物体位置标注数据:
____________
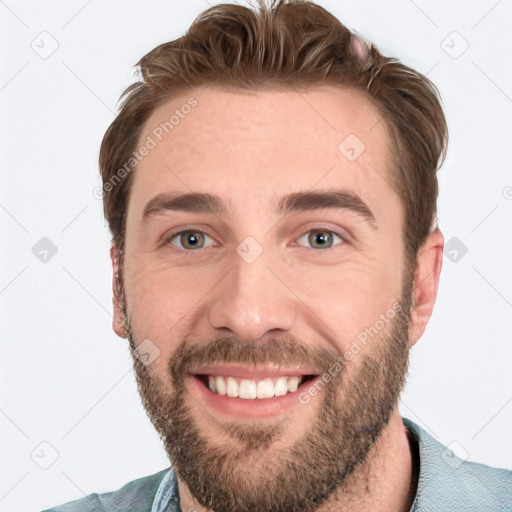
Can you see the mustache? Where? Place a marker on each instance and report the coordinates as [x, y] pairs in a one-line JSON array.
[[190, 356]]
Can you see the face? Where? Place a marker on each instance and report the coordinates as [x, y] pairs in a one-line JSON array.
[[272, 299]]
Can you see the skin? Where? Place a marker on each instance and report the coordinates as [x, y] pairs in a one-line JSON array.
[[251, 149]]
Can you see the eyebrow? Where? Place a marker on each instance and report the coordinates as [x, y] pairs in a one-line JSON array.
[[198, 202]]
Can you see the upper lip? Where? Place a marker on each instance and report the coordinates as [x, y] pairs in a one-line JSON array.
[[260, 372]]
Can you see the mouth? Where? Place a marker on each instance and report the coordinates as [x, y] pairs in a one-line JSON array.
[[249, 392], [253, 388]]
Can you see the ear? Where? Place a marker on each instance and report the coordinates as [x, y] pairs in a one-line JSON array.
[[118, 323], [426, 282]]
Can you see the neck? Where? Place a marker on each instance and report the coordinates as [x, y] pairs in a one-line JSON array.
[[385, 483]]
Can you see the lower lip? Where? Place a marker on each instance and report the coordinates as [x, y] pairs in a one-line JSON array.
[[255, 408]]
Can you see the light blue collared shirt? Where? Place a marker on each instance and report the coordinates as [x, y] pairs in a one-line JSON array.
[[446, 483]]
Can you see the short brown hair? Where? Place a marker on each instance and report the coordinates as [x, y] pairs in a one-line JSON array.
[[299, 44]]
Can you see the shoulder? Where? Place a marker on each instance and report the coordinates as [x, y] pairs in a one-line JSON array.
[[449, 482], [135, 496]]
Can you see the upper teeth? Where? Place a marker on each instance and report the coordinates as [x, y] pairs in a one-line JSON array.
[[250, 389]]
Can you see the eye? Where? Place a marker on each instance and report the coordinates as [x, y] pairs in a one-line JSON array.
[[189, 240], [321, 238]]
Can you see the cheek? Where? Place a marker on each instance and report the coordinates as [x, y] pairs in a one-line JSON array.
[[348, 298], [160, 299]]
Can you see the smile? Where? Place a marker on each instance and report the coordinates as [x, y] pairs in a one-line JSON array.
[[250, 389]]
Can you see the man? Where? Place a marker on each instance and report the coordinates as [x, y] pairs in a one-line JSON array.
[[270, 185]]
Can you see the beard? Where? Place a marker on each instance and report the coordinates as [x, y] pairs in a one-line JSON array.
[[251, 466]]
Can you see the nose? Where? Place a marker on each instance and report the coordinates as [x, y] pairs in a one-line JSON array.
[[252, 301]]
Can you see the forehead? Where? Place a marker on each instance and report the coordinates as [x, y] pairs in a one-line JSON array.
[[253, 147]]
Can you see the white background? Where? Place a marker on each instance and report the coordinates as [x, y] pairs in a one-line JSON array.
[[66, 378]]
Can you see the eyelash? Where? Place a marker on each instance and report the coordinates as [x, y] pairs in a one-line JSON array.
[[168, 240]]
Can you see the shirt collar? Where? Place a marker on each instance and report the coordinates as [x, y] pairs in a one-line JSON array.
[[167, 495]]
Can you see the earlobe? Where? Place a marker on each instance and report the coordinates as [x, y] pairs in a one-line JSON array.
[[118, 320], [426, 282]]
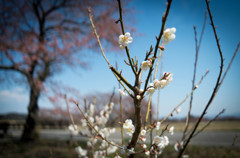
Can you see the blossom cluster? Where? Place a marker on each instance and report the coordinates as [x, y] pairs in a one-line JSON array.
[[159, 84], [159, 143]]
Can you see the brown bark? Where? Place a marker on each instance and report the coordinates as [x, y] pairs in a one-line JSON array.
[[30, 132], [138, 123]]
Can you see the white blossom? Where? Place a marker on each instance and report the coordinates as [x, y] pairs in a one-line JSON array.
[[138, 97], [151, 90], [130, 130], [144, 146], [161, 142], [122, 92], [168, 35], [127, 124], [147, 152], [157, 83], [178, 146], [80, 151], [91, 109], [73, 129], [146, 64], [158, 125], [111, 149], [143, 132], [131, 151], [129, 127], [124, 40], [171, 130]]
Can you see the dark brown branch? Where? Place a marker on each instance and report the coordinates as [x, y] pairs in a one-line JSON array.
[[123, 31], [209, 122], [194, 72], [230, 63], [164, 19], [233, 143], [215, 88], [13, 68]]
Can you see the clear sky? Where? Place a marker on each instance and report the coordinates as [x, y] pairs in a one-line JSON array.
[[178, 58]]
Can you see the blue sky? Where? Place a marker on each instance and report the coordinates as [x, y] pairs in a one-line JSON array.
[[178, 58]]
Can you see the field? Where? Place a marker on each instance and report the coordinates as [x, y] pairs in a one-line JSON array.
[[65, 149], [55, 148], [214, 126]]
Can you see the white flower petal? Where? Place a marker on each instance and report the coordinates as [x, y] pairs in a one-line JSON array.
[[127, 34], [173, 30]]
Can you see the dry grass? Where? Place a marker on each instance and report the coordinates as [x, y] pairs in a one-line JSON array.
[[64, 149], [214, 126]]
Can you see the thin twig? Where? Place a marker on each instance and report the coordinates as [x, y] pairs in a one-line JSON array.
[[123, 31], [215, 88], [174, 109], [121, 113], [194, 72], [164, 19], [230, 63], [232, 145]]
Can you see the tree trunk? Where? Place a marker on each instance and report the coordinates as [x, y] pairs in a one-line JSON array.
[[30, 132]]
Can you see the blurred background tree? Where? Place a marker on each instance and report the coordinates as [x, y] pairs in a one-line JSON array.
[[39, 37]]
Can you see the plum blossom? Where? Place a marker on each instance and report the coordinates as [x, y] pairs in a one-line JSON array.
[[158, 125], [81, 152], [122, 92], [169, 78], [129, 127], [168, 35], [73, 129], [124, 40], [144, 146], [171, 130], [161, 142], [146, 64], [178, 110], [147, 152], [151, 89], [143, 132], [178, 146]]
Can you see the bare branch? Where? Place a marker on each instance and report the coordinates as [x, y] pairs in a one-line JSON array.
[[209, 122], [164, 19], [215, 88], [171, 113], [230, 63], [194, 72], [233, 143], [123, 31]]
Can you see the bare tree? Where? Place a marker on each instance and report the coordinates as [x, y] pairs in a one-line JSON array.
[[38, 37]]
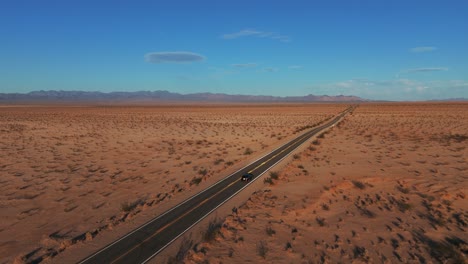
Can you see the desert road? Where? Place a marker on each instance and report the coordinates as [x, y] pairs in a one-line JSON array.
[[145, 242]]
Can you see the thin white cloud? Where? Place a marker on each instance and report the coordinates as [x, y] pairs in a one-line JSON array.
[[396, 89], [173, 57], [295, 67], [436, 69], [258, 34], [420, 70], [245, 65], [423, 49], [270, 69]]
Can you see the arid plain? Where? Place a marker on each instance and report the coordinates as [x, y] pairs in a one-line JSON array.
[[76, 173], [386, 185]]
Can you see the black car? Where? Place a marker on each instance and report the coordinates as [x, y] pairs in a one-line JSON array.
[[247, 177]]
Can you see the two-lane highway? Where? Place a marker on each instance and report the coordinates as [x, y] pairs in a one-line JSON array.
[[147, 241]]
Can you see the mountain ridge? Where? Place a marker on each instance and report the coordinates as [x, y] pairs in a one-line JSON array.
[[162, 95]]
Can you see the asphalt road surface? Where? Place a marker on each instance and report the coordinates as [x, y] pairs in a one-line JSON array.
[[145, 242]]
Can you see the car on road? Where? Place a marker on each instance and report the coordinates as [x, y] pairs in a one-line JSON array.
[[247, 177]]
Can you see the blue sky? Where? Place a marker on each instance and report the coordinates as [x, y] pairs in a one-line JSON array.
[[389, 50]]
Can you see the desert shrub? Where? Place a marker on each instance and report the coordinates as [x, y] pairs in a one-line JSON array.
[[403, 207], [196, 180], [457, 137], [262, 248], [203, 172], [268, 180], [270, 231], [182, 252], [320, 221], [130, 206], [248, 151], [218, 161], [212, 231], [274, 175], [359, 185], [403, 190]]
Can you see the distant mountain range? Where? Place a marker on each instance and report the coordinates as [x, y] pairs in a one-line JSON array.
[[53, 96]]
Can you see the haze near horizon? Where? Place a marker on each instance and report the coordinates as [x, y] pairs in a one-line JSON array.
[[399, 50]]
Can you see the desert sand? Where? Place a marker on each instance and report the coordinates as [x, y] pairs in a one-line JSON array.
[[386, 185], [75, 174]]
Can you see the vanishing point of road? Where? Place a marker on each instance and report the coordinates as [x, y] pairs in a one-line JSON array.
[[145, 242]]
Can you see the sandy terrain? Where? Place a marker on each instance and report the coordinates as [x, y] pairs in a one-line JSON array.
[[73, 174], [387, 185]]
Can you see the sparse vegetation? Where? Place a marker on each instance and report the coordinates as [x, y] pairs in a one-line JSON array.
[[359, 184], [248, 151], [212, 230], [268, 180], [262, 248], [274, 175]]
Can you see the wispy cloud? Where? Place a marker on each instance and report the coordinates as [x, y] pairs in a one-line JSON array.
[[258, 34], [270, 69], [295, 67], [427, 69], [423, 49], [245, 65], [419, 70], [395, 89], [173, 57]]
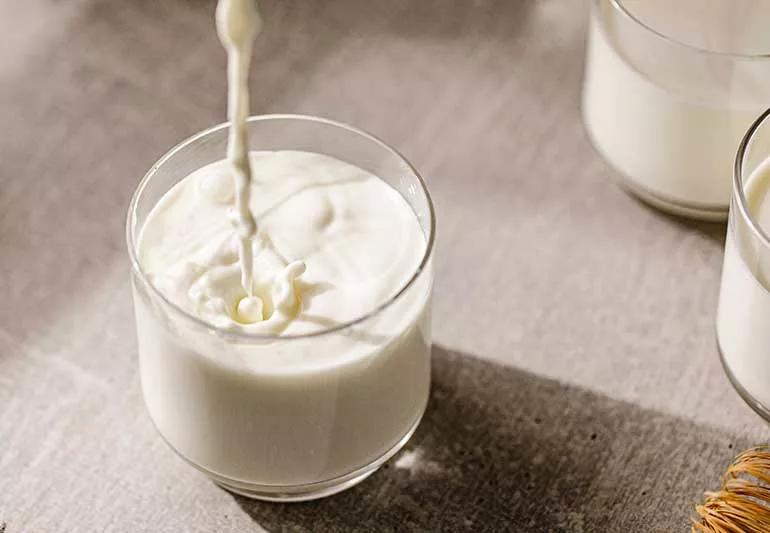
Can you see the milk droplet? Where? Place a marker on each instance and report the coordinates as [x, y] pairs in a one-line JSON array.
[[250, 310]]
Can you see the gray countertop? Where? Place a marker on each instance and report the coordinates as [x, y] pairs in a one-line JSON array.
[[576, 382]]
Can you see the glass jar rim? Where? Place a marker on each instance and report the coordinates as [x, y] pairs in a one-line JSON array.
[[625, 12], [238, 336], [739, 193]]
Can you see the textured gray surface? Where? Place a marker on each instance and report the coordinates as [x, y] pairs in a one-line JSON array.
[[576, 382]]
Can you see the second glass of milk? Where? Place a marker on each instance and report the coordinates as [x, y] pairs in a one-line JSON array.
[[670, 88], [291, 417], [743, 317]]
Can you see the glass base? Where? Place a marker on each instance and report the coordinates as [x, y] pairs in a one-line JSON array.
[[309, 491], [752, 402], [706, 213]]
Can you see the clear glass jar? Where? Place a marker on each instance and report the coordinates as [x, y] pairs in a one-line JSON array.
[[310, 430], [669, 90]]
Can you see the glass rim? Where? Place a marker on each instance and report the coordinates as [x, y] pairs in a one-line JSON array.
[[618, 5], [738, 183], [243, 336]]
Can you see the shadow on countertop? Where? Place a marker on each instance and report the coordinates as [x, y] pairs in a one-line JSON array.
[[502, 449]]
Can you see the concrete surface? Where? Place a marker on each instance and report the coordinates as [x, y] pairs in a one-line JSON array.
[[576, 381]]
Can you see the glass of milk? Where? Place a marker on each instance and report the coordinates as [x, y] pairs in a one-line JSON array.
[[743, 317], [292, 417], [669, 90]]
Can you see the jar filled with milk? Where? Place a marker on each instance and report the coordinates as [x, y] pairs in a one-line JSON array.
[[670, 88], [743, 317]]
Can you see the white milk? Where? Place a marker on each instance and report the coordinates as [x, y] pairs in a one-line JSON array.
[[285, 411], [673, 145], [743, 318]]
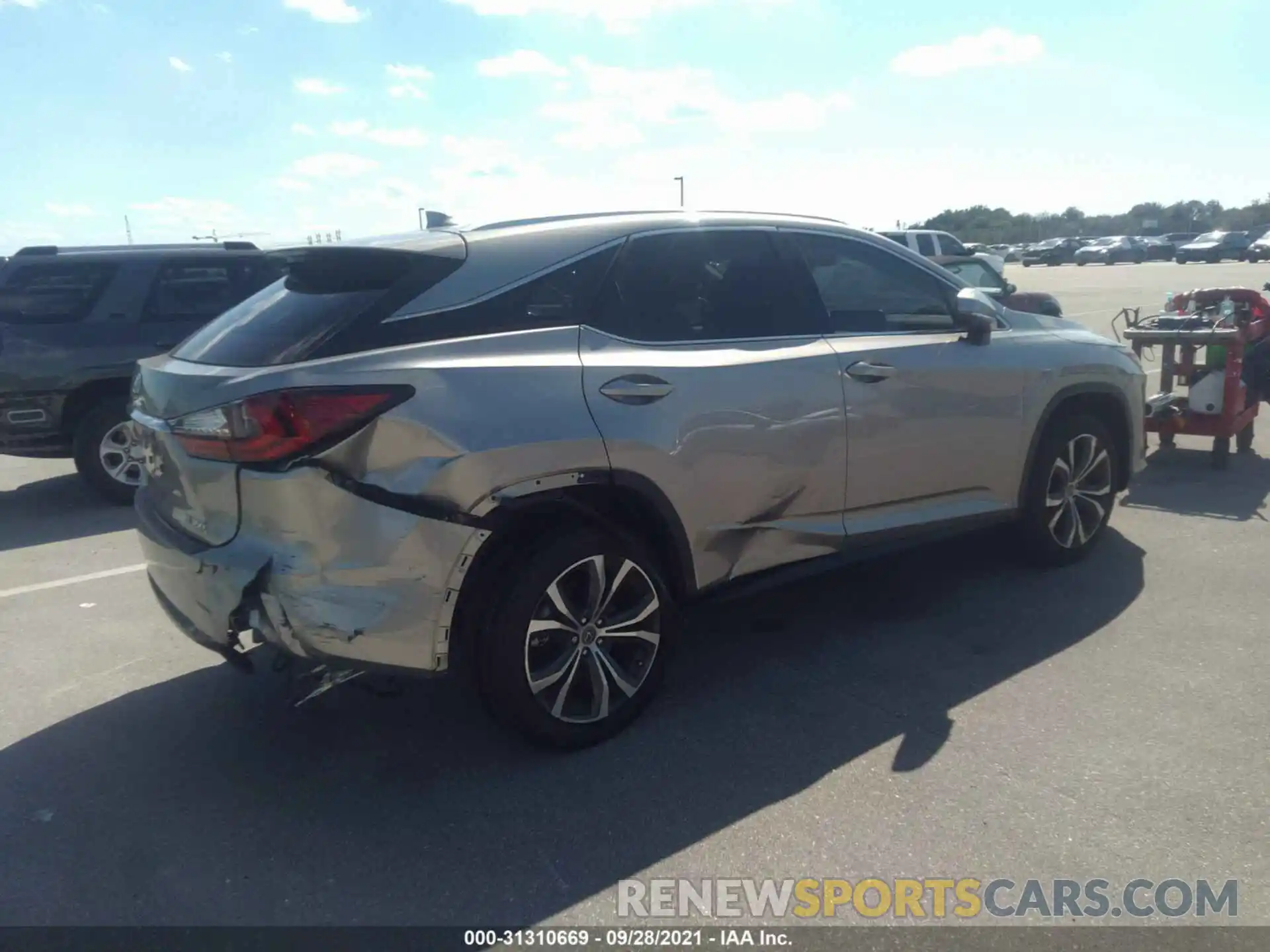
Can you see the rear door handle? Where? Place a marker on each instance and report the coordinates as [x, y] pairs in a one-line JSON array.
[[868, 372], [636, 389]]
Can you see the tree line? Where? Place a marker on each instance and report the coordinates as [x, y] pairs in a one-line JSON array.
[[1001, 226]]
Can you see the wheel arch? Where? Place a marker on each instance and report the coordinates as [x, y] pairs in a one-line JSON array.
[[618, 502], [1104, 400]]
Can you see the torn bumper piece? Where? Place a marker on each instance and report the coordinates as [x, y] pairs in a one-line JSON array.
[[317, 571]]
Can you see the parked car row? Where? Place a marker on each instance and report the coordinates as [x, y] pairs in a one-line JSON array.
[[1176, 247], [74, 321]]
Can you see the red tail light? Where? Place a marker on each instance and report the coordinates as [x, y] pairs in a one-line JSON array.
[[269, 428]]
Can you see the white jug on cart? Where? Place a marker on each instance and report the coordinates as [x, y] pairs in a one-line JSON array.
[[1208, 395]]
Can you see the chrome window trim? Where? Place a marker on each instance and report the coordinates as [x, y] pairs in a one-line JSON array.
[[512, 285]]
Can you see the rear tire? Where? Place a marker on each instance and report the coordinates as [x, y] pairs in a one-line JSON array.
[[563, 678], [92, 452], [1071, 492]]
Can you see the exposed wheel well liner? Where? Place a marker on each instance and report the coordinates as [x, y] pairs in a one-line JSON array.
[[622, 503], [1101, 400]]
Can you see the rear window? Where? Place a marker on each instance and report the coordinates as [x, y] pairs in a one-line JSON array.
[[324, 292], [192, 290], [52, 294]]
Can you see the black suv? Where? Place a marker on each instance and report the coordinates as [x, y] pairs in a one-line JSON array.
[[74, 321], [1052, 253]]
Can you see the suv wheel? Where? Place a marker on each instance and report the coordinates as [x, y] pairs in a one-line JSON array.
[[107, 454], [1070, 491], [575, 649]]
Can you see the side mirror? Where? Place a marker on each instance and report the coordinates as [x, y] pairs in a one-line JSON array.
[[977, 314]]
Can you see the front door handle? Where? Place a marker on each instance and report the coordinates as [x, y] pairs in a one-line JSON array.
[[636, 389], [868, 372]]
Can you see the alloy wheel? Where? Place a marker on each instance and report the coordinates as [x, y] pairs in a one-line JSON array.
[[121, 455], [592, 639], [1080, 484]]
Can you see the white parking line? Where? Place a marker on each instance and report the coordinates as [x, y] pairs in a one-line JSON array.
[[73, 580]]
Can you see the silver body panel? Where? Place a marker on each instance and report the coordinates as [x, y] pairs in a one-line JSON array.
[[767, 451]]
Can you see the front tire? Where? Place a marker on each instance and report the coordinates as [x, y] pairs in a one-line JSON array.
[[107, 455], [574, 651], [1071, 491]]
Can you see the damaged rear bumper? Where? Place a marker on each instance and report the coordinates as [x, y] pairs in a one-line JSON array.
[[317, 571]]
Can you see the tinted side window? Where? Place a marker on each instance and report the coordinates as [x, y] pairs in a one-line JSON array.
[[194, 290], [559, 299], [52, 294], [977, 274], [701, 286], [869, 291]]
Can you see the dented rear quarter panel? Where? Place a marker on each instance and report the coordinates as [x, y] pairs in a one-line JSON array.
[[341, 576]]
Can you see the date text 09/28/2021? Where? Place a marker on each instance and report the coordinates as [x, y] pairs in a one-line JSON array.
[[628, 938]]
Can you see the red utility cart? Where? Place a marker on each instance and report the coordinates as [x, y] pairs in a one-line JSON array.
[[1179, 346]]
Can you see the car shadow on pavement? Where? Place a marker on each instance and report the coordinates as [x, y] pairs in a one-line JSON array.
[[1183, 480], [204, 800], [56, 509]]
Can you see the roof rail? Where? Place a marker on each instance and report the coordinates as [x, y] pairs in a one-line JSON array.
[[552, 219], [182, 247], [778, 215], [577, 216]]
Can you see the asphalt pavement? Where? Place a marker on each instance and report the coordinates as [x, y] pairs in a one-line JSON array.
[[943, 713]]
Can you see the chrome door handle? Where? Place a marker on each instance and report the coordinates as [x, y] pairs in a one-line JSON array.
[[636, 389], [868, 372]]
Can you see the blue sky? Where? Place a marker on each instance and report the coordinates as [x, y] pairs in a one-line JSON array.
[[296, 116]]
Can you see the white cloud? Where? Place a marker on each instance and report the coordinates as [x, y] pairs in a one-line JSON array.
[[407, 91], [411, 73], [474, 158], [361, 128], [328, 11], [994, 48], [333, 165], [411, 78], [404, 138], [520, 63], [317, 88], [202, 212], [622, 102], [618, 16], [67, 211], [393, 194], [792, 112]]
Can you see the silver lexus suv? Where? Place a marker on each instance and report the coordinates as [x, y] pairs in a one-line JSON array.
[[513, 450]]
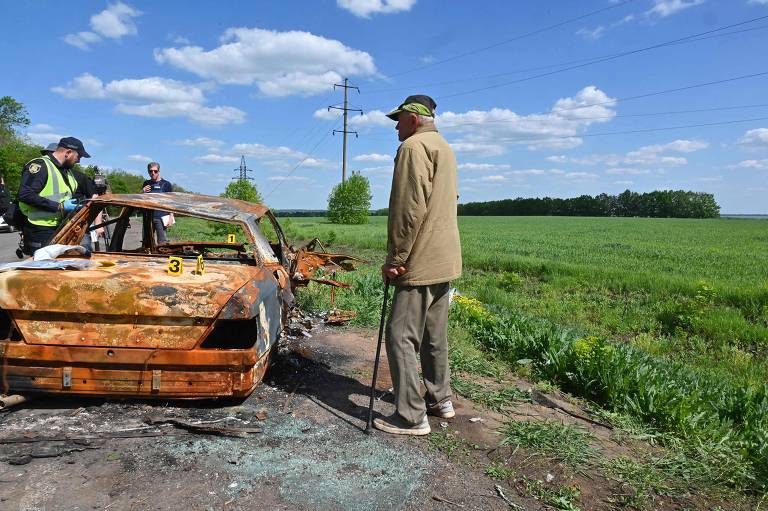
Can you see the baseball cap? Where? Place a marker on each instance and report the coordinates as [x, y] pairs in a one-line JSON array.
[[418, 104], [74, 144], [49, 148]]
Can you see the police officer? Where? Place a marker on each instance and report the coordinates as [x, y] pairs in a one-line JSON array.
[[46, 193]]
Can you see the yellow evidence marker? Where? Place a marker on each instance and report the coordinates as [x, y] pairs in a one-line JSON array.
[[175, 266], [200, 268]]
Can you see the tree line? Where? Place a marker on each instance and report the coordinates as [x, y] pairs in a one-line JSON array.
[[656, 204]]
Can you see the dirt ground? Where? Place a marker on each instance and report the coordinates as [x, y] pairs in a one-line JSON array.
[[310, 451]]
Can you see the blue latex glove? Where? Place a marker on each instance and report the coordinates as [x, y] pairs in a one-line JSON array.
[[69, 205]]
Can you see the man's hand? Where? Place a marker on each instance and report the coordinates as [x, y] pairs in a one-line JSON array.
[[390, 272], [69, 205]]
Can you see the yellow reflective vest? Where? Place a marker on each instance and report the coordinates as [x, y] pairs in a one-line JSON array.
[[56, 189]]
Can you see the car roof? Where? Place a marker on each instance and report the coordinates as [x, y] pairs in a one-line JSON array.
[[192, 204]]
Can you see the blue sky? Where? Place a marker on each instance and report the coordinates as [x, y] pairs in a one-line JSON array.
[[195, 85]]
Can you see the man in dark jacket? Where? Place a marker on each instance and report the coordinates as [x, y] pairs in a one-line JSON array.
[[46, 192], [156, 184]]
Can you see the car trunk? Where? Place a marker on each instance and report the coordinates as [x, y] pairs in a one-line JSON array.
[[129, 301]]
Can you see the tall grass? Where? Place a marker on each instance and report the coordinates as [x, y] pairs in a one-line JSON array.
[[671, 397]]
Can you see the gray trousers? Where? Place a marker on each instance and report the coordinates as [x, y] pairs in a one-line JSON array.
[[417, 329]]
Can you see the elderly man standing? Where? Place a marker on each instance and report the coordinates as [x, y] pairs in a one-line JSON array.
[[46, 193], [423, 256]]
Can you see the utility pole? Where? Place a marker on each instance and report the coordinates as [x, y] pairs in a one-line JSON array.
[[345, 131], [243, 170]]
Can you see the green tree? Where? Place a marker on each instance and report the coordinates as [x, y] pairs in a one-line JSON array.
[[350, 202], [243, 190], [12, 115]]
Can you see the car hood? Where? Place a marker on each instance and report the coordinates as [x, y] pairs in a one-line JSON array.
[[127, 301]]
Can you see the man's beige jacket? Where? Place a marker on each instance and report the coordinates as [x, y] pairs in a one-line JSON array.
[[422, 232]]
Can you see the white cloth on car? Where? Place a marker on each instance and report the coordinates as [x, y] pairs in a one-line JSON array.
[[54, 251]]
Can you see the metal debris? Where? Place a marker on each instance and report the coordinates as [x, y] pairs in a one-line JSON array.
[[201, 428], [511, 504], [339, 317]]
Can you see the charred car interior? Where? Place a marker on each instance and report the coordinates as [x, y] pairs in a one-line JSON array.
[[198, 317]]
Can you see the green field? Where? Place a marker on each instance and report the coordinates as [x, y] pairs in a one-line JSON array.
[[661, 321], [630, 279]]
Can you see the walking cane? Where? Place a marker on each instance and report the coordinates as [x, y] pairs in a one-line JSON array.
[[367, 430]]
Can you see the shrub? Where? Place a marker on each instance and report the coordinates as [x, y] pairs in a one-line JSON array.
____________
将材料中从含有"Can you see the desert shrub?"的一行到含有"[[386, 185], [75, 174]]"的一行（首尾两行均包括在内）整理为Markdown表格，设"序号"和"内容"两列，每行依次编号，空行不计。

| 序号 | 内容 |
|---|---|
| 1 | Can you see the desert shrub? Where? Place a marker on each instance and report the coordinates as [x, y] pairs in a one-line JSON array. |
| 2 | [[403, 207], [196, 180], [457, 137], [262, 248], [203, 172], [268, 180], [270, 231], [182, 252], [320, 221], [130, 206], [248, 151], [218, 161], [212, 231], [274, 175], [359, 185], [403, 190]] |
| 3 | Can you see the distant mountain range? Where? Place a marker on each instance and report the coordinates as [x, y] pairs in a one-line JSON array. |
| 4 | [[53, 96]] |
| 5 | Can you see the haze near horizon? Where? Place a marker on each instance and report the coordinates as [x, y] pairs in a one-line JSON array. |
| 6 | [[399, 50]] |
| 7 | Can you see the desert sand? Where? Place a marker on each instance and report the coordinates as [x, y] pairs in a one-line JSON array. |
| 8 | [[386, 185], [75, 174]] |